#### Problem details
Please copy the listing again, starting with the line that contains "Please spot the metal" and going on through the end of the listing, and raise every point coordinate by 117 while leaving all other text as it is.

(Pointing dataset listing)
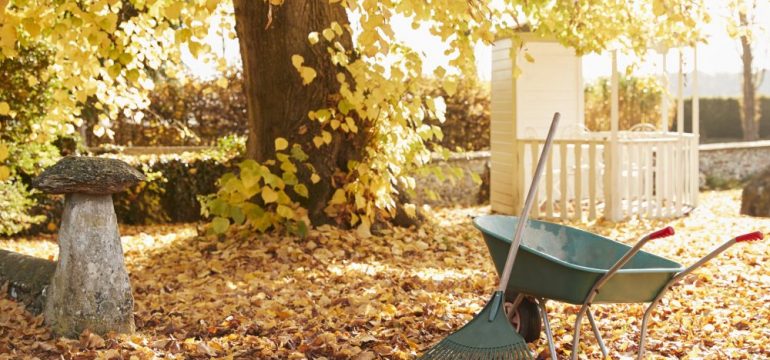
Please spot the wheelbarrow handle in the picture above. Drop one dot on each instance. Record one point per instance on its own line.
(752, 236)
(757, 235)
(665, 232)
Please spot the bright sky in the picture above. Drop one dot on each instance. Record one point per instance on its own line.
(720, 55)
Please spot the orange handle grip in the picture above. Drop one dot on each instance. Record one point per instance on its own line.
(757, 235)
(665, 232)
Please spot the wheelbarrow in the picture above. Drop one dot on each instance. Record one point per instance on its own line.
(558, 262)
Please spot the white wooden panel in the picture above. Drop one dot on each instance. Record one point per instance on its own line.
(545, 86)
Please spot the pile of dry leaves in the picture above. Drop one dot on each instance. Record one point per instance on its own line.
(336, 295)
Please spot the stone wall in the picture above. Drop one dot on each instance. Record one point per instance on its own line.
(464, 191)
(733, 161)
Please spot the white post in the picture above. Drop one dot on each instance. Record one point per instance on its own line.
(680, 95)
(613, 194)
(664, 101)
(695, 129)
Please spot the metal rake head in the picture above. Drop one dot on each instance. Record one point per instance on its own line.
(448, 349)
(488, 336)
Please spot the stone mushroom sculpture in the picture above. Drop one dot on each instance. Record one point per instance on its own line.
(90, 288)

#### Result of this task
Please spot the metal rake head in the picture above. Drop one dot on each instance. Record one point per instance on its own line.
(565, 466)
(605, 453)
Please spot the stone mushroom sculpture in the picture above. Drop one dot on each instance. Record one point per instance on its own line.
(207, 405)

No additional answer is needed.